Page extract:
# Fuel tank / battery location for outboard



## baitguy (Dec 17, 2013)

after 8 months of working on it on weekends, tearing apart and fixing, I'm finally about to start the actual rebuilding process of my 17' Sea Nymph ... The boat is new to me and haven't had it out but it seems it would be a little back heavy with 50# or so of fuel and a couple 60-80# batteries in the back along with 250# of motor. Driver and passenger about in the middle. I'm going to build a little storage in the front and considering putting the gas tank there and / or 2 batteries to redistribute some of that weight. I'm concerned about the weight bouncing in the front under any kind of speed or in rough water, and getting the fuel 15' or so back to the motor. Has anyone done this type thing? Pros / cons? ... It's a mostly inland boat but would take on Erie on nice day, I'd never go out in 3 footers but might have to come back in them at some point


----------



## firemanmike2127 (Mar 17, 2013)

The first consideration I'd be looking at would be how much space is available under the floor & gunwales for adequate (additional) flotation. If I was going to customize a boat in that size range for fishing, moving the fuel & battery storage under the floor would be my preference. If the boat has a raised platform or casting deck in he bow area the batteries could be incorporated into the rear of that area. Additionally, what HP motor & quantity of fuel are you considering ? How about a couple of pics of the proposed floor layout (Seat pedestal locations, console, storage space, etc). Mike


----------



## baitguy (Dec 17, 2013)

there's some room under the floor for foam, going to put in as much as I can and still allow for drainage, and filling the rear sides above the floor as well ... anything I'm going to do will be installed under the new, larger than original raised platform / casting deck in the bow area, I have enough room there to make space under that ... motor is 50-55HP ... I'm thinking 6 gal. portable tanks, not wanting to do to the expense and hassle of a bigger, permanent mount tank ... 2 seat base / pedestals in the back, maybe one in front or not, depending if there is room on the floor or the new deck height is amenable to that ... one of my concerns is the fuel going 15' from the front of the boat to the engine in the rear without a fuel pump, that distance is usually only a few feet ...


----------



## fastwater (Apr 1, 2014)

firemanmike2127 said:


> The first consideration I'd be looking at would be how much space is available under the floor & gunwales for adequate (additional) flotation. If I was going to customize a boat in that size range for fishing, moving the fuel & battery storage under the floor would be my preference. If the boat has a raised platform or casting deck in he bow area the batteries could be incorporated into the rear of that area. Additionally, what HP motor & quantity of fuel are you considering ? How about a couple of pics of the proposed floor layout (Seat pedestal locations, console, storage space, etc). Mike


Yep...Good call firemanmike.
Theres a lot of info. that needs to be relayed in order to best give advice on your project. Boat dimensions with Max weight capacity would be nice also. Remember, if you've drastically changed the layout of the boat from its original layout and added weight with platforms etc., you need to add that additional weight in when figuring Max weight.


----------



## FAB (May 26, 2013)

Keep in mind that if you fully enclose the fuel tank area then you must provide a means of ventilation for the area. If the majority of the area is open for natural atmospheric ventilation then it is not necessary.

Exercise tasks:
a) Reproduce the passage of the boat forum thread from "Theres a lot" to "figuring Max weight." word for word.
b) In the boat forum thread, what size of portable fuel tanks is baitguy thinking of using?
The listing that comes next is not needed.

Stored data:
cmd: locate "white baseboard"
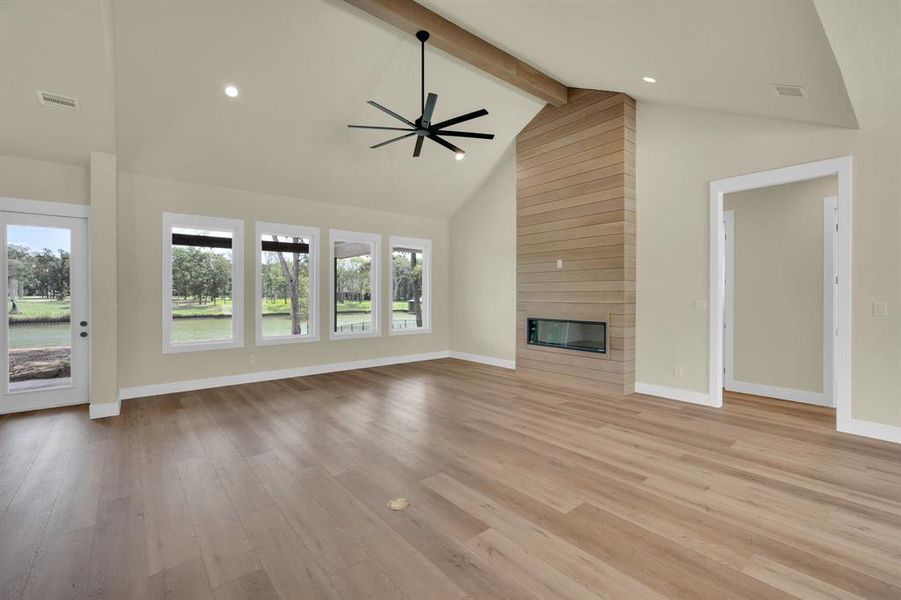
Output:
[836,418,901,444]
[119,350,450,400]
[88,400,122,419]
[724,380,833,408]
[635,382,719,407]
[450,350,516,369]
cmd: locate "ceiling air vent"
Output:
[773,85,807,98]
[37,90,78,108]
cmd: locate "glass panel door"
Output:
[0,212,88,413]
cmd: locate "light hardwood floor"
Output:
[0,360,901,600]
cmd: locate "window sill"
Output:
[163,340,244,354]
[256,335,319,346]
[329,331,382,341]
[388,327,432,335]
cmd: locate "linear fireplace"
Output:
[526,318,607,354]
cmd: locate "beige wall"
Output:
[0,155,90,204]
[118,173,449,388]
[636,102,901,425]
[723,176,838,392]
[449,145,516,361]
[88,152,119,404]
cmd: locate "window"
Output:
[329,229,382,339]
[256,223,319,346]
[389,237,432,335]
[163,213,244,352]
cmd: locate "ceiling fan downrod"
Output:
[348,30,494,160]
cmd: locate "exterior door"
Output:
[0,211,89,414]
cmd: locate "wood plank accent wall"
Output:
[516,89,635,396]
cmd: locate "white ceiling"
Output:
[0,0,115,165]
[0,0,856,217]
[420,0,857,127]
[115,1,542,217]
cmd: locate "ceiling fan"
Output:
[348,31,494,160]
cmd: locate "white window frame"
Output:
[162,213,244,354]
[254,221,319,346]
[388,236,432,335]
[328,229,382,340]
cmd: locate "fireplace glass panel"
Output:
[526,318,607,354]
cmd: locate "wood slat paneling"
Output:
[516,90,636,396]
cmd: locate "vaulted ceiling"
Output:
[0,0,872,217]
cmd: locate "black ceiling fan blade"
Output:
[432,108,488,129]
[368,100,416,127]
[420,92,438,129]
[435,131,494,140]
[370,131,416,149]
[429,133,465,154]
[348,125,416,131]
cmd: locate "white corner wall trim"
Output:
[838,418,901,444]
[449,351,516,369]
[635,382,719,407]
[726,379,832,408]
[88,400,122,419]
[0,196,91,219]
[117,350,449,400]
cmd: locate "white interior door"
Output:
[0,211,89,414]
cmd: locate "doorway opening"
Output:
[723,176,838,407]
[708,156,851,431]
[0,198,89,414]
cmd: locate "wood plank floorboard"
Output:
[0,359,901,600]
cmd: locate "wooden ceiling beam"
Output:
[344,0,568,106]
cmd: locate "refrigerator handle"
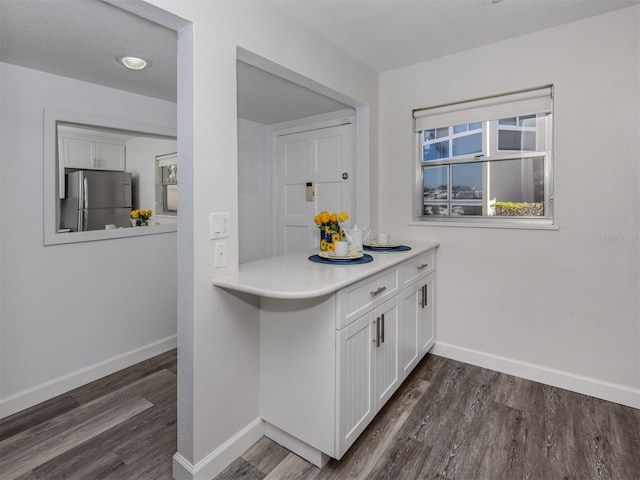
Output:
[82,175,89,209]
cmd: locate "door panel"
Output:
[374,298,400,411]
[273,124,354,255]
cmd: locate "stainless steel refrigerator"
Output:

Responses for each task:
a)
Theres a lot of info. that needs to be relayed in order to best give advice on your project. Boat dimensions with Max weight capacity would be nice also. Remember, if you've drastically changed the layout of the boat from its original layout and added weight with platforms etc., you need to add that additional weight in when figuring Max weight.

b) 6-gallon portable tanks.